__Task brief__. Reproduce every item below word for word, keeping each line as it stands.

☆ ☆ ☆ ☆

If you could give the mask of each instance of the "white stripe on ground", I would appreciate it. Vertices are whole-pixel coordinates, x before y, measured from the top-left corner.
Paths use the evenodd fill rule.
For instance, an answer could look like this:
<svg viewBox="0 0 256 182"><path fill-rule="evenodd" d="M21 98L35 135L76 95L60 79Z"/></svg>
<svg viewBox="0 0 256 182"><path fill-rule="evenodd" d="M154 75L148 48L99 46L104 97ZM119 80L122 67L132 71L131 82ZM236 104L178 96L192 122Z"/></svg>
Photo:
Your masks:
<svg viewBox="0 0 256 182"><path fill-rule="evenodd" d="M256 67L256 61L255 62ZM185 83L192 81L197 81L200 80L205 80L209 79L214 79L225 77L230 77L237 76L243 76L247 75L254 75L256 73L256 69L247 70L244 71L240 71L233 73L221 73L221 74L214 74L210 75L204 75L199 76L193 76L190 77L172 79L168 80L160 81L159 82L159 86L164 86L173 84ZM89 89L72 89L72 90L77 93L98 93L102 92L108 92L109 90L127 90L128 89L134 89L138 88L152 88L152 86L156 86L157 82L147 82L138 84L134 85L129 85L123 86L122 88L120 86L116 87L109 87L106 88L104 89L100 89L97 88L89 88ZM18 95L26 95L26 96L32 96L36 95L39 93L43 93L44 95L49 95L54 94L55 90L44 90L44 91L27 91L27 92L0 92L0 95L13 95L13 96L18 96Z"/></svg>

☆ ☆ ☆ ☆

__Answer in full__.
If you could give the mask of each instance of the "white stripe on ground", I would appreciate it. Vertices are whole-pixel coordinates, x before y, measured from the top-left corner.
Paths use the evenodd fill rule.
For instance, an answer could look like this:
<svg viewBox="0 0 256 182"><path fill-rule="evenodd" d="M21 98L35 135L76 95L60 79Z"/></svg>
<svg viewBox="0 0 256 182"><path fill-rule="evenodd" d="M154 75L148 48L99 46L104 97ZM119 80L122 67L132 71L131 82ZM236 104L178 96L192 122Z"/></svg>
Photo:
Your masks:
<svg viewBox="0 0 256 182"><path fill-rule="evenodd" d="M256 67L256 61L255 62ZM185 83L192 81L197 81L200 80L205 80L209 79L214 79L225 77L230 77L237 76L243 76L247 75L254 75L256 73L256 69L247 70L244 71L240 71L233 73L221 73L221 74L214 74L210 75L204 75L199 76L193 76L190 77L172 79L168 80L160 81L159 82L159 86L164 86L173 84ZM89 89L72 89L72 90L77 93L98 93L102 92L108 92L109 90L127 90L128 89L134 89L138 88L152 88L152 86L156 86L157 82L147 82L138 84L134 85L129 85L123 86L122 88L120 86L116 87L109 87L106 88L104 89L100 89L97 88L89 88ZM18 95L26 95L26 96L32 96L36 95L39 93L43 93L44 95L49 95L54 94L55 90L44 90L44 91L27 91L27 92L0 92L0 95L13 95L13 96L18 96Z"/></svg>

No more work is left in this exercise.